***** Entries supplied *****

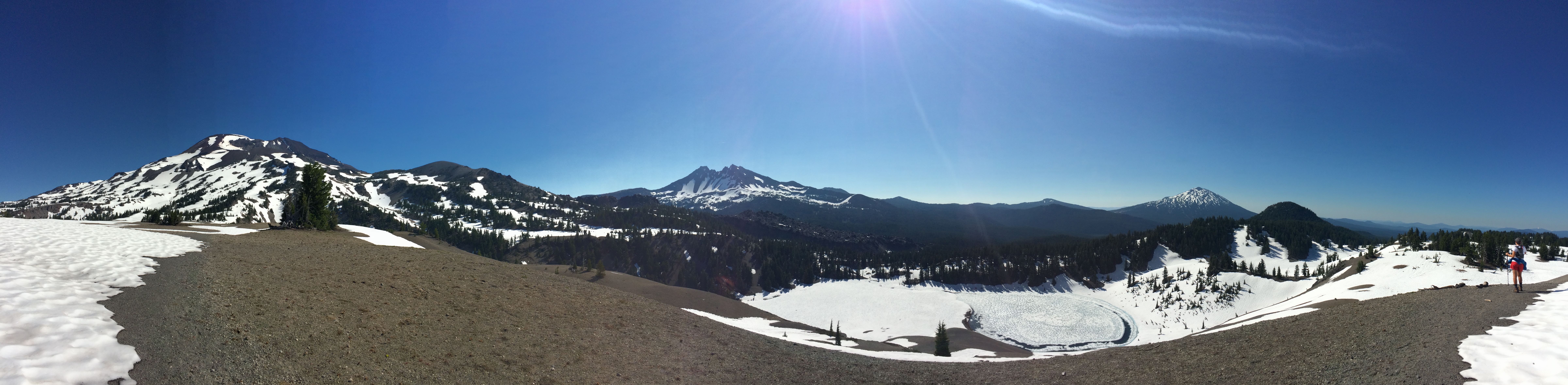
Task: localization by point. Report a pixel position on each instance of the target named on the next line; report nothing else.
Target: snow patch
(1533, 351)
(380, 237)
(52, 278)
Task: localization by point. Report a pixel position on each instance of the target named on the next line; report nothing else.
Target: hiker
(1517, 264)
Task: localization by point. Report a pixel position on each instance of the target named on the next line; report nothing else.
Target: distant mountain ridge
(222, 176)
(1184, 207)
(1434, 228)
(735, 190)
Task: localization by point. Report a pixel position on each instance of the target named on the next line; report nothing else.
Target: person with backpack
(1517, 264)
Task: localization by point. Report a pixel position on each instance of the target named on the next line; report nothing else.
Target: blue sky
(1403, 110)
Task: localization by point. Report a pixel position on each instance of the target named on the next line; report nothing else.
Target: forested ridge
(768, 251)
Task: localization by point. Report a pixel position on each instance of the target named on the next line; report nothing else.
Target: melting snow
(52, 276)
(1533, 351)
(380, 237)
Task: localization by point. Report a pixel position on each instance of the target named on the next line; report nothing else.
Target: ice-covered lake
(1050, 322)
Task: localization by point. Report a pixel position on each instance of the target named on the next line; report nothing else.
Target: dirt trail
(313, 308)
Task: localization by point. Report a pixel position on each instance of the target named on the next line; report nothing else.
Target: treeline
(1298, 237)
(1042, 261)
(1482, 248)
(710, 262)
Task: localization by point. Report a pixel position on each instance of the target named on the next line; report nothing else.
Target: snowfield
(1169, 301)
(1050, 322)
(1395, 275)
(52, 276)
(380, 237)
(808, 339)
(1533, 351)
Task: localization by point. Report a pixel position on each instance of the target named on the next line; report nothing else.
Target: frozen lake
(1050, 322)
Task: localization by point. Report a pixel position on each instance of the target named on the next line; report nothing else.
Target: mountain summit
(735, 190)
(222, 176)
(1184, 207)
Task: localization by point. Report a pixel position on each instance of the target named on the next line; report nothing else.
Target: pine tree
(941, 340)
(838, 336)
(313, 206)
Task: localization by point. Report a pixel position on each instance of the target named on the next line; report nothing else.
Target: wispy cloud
(1167, 29)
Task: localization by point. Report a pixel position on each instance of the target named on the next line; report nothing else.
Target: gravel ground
(316, 308)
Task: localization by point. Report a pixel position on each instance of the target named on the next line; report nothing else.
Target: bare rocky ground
(321, 308)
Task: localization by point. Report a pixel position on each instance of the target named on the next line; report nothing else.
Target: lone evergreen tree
(941, 340)
(313, 206)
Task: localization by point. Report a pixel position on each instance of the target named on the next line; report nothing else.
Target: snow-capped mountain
(736, 190)
(1184, 207)
(237, 179)
(223, 177)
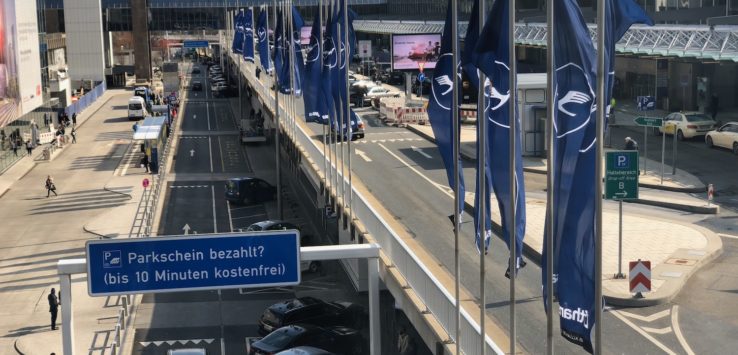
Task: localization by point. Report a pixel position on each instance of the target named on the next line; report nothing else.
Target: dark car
(305, 350)
(339, 340)
(309, 310)
(248, 190)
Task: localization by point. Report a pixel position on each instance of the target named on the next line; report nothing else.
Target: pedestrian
(50, 187)
(714, 102)
(630, 144)
(145, 162)
(53, 308)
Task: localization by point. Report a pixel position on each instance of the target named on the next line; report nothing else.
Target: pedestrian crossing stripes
(179, 341)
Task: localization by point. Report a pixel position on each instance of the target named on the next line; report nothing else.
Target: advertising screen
(20, 65)
(410, 52)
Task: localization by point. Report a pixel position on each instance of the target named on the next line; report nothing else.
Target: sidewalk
(676, 250)
(38, 231)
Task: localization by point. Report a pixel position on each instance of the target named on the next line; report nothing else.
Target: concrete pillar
(84, 31)
(141, 43)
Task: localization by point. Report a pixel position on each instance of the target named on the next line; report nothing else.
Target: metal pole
(482, 178)
(512, 118)
(65, 293)
(348, 108)
(455, 151)
(673, 153)
(277, 129)
(600, 118)
(551, 92)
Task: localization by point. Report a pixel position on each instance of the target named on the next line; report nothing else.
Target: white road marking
(678, 331)
(363, 155)
(215, 219)
(641, 332)
(443, 189)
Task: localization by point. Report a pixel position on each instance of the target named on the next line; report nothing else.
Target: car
(305, 350)
(339, 340)
(310, 310)
(686, 125)
(724, 137)
(249, 190)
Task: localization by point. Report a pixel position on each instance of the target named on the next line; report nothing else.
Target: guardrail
(439, 301)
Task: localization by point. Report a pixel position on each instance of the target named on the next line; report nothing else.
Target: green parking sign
(621, 175)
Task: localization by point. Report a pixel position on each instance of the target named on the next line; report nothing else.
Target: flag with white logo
(313, 70)
(237, 46)
(248, 35)
(492, 58)
(619, 16)
(574, 155)
(439, 107)
(262, 33)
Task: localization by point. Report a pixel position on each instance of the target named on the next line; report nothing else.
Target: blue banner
(619, 16)
(237, 46)
(248, 35)
(439, 107)
(574, 172)
(493, 60)
(313, 70)
(262, 33)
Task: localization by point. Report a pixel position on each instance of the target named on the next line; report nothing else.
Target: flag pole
(482, 185)
(455, 152)
(512, 120)
(348, 112)
(550, 176)
(277, 123)
(598, 171)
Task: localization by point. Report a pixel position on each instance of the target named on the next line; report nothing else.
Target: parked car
(339, 340)
(249, 190)
(305, 350)
(724, 137)
(309, 310)
(686, 125)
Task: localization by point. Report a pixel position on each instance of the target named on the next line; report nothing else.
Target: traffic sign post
(185, 263)
(621, 182)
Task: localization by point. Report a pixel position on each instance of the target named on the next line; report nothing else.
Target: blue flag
(574, 155)
(439, 107)
(248, 35)
(313, 71)
(237, 46)
(262, 33)
(619, 16)
(492, 58)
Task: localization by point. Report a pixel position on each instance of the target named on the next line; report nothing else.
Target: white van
(136, 108)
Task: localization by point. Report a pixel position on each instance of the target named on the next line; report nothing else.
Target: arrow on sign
(363, 155)
(420, 151)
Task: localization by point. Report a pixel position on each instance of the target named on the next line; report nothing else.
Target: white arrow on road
(363, 155)
(420, 151)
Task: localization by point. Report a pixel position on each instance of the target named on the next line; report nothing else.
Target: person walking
(53, 307)
(50, 187)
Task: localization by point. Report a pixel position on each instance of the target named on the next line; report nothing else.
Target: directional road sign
(649, 121)
(194, 262)
(640, 276)
(621, 175)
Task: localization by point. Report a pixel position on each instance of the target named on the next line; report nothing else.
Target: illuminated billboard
(20, 65)
(410, 52)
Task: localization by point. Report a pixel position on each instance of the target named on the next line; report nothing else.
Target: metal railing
(438, 301)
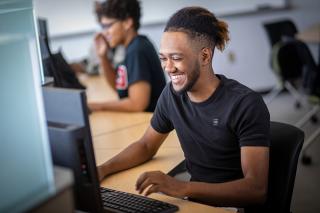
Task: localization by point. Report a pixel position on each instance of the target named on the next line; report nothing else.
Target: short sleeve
(160, 120)
(138, 66)
(252, 121)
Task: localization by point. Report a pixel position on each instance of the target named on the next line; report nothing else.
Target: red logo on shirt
(122, 78)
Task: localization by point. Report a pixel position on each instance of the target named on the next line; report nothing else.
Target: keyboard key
(131, 203)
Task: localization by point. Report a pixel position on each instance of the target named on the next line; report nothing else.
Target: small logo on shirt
(122, 78)
(215, 121)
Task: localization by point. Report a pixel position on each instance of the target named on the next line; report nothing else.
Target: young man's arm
(137, 101)
(251, 189)
(102, 48)
(135, 154)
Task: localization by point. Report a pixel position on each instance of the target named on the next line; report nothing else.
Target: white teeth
(176, 78)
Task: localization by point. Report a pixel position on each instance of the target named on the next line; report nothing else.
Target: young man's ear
(128, 23)
(206, 55)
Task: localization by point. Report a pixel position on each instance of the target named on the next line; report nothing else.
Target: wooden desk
(105, 121)
(113, 131)
(165, 159)
(121, 138)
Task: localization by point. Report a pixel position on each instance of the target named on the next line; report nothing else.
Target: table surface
(113, 131)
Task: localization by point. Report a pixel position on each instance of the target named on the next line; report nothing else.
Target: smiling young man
(139, 80)
(222, 126)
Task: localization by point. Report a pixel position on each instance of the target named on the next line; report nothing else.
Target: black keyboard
(125, 202)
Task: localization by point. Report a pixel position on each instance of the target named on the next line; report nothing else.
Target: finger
(152, 189)
(140, 180)
(149, 181)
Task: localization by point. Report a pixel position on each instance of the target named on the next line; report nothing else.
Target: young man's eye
(176, 58)
(162, 59)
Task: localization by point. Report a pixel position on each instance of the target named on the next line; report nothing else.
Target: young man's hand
(157, 181)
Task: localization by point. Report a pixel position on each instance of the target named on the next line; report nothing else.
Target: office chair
(293, 59)
(278, 31)
(285, 145)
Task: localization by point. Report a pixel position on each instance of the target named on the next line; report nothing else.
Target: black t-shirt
(212, 132)
(141, 63)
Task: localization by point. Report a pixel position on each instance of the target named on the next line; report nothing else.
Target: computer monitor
(43, 38)
(71, 143)
(26, 177)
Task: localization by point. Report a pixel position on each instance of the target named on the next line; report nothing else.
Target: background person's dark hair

*****

(Exercise details) Retype, exactly as shown, the lines from the one with "Target: office chair" through the end of the records.

(Exercise solution)
Target: office chair
(293, 59)
(278, 31)
(285, 145)
Task: localization by point. Report a pixel position on each instance of the target named on the next line; report nothing else.
Target: black t-shirt
(212, 132)
(141, 63)
Task: localization by point. Report a pixel position on each instance of the target named on the next line; report nothing else.
Target: computer monitor
(43, 38)
(71, 143)
(26, 177)
Task: localization by point. Report a pixel position on each instance of the target named on the next line; report nothing else.
Target: background person's dark hair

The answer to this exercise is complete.